═══ SUPPLIED ENTRIES

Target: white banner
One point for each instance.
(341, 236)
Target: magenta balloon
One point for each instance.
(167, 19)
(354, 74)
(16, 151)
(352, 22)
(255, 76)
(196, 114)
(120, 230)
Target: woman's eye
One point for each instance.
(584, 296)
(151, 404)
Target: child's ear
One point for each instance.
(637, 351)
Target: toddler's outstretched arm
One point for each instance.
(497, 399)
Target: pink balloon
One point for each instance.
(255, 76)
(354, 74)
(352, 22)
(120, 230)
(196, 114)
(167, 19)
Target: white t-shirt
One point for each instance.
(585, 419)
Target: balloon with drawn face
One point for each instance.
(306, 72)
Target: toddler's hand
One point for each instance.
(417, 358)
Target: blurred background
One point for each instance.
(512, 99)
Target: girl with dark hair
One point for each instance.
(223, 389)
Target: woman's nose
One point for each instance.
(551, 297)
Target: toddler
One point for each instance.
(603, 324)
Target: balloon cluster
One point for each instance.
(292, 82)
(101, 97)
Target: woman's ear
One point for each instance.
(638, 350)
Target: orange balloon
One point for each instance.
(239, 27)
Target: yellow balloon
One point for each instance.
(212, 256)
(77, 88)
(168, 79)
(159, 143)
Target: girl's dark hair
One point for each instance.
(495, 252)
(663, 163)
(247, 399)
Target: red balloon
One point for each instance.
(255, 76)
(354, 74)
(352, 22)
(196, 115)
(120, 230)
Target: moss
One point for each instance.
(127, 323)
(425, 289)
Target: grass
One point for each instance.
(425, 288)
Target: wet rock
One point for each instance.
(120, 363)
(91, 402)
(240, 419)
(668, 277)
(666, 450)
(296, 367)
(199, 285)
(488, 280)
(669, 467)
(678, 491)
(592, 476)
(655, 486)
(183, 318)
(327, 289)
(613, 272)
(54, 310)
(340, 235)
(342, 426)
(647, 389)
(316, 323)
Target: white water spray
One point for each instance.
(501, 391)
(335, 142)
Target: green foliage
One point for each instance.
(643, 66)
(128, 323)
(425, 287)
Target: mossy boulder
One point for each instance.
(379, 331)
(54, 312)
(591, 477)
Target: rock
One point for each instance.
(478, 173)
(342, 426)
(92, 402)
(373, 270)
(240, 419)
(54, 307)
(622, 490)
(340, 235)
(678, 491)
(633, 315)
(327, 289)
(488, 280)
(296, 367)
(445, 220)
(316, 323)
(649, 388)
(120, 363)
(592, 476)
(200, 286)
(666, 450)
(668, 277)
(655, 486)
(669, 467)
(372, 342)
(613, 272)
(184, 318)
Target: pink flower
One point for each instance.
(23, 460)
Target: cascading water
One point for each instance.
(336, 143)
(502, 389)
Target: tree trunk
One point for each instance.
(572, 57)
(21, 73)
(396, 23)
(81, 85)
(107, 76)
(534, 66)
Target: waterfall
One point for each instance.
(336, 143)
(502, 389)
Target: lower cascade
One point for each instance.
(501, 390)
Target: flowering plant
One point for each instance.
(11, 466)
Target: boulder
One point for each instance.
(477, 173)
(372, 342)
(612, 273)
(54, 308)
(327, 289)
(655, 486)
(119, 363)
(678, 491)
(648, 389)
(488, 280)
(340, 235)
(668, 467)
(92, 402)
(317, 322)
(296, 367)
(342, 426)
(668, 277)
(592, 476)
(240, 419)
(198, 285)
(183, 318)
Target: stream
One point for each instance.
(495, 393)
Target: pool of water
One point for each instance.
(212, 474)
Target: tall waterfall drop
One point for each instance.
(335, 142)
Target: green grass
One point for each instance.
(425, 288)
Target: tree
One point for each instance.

══════

Reproduce every line from the one containing "Target: stream" through the end of the entries, requests included, scaling each coordinate in the answer points by 1.85 and rounding to whole numbers with halves rounded up. Give only those lines.

*IN RESPONSE*:
Target: stream
One point for each instance.
(916, 727)
Target: pool of water
One point for each instance.
(392, 877)
Target: tall waterfall drop
One point for each instance.
(620, 263)
Target: green grass
One point for each instance.
(786, 533)
Target: tree
One point for each instance.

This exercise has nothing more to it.